Listing with pointing to named objects:
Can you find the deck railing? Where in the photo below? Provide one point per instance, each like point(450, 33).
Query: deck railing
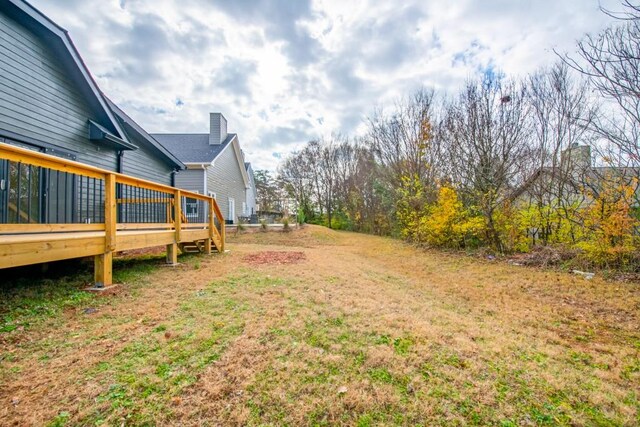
point(40, 193)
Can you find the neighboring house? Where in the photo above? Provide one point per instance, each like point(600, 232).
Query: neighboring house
point(50, 103)
point(572, 185)
point(251, 207)
point(215, 167)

## THE TASK
Copy the listing above word for word, leaving out the pictures.

## RESULT OF THE TASK
Can you find the deck railing? Where in the photo below? Provide one point per instance, each like point(450, 33).
Query: deck railing
point(40, 193)
Can you find the neighboring house? Where in the photo above? Provide one point per instance, each like point(600, 232).
Query: neighboring house
point(50, 103)
point(572, 185)
point(251, 207)
point(215, 167)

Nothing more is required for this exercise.